**Provided passage**
....................

Enable multigrain timestamps, which should ensure that there is an
apparent change to the timestamp whenever it has been written after
being actively observed via getattr.
For ext4, we only need to enable the FS_MGTIME flag.
Acked-by: Theodore Ts'o <[email protected]>
Reviewed-by: Jan Kara <[email protected]>
Signed-off-by: Jeff Layton <[email protected]>
---
fs/ext4/super.c | 2 +-
1 file changed, 1 insertion(+), 1 deletion(-)
diff --git a/fs/ext4/super.c b/fs/ext4/super.c
index b54c70e1a74e..cb1ff47af156 100644
--- a/fs/ext4/super.c
+++ b/fs/ext4/super.c
@@ -7279,7 +7279,7 @@ static struct file_system_type ext4_fs_type = {
.init_fs_context = ext4_init_fs_context,
.parameters = ext4_param_specs,
.kill_sb = kill_block_super,
- .fs_flags = FS_REQUIRES_DEV | FS_ALLOW_IDMAP,
+ .fs_flags = FS_REQUIRES_DEV | FS_ALLOW_IDMAP | FS_MGTIME,
};
MODULE_ALIAS_FS("ext4");
--
2.41.0
On Tue, 2023-09-19 at 16:52 +0200, Bruno Haible wrote:
> Jeff Layton wrote:
> > I'm not sure what we can do for this test. The nap() function is making
> > an assumption that the timestamp granularity will be constant, and that
> > isn't necessarily the case now.
>
> This is only of secondary importance, because the scenario by Jan Kara
> shows a much more fundamental breakage:
>
> > > The ultimate problem is that a sequence like:
> > >
> > > write(f1)
> > > stat(f2)
> > > write(f2)
> > > stat(f2)
> > > write(f1)
> > > stat(f1)
> > >
> > > can result in f1 timestamp to be (slightly) lower than the final f2
> > > timestamp because the second write to f1 didn't bother updating the
> > > timestamp. That can indeed be a bit confusing to programs if they compare
> > > timestamps between two files. Jeff?
> > >
> >
> > Basically yes.
>
> f1 was last written to *after* f2 was last written to. If the timestamp of f1
> is then lower than the timestamp of f2, timestamps are fundamentally broken.
>
> Many things in user-space depend on timestamps, such as build system
> centered around 'make', but also 'find ... -newer ...'.
>
What does breakage with make look like in this situation? The "fuzz"
here is going to be on the order of a jiffy. The typical case for make
timestamp comparisons is comparing source files vs. a build target. If
those are being written nearly simultaneously, then that could be an
issue, but is that a typical behavior? It seems like it would be hard to
rely on that anyway, esp. given filesystems like NFS that can do lazy
writeback.

....................

**Dataset section**

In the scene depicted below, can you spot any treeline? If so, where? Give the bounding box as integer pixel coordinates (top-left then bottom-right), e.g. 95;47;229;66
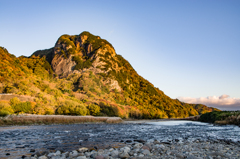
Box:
0;32;217;119
199;111;240;126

....................

Reproduce the stretch of the ext4 multigrain timestamps thread from "Enable multigrain timestamps, which" through "the FS_MGTIME flag.", word for word.

Enable multigrain timestamps, which should ensure that there is an
apparent change to the timestamp whenever it has been written after
being actively observed via getattr.
For ext4, we only need to enable the FS_MGTIME flag.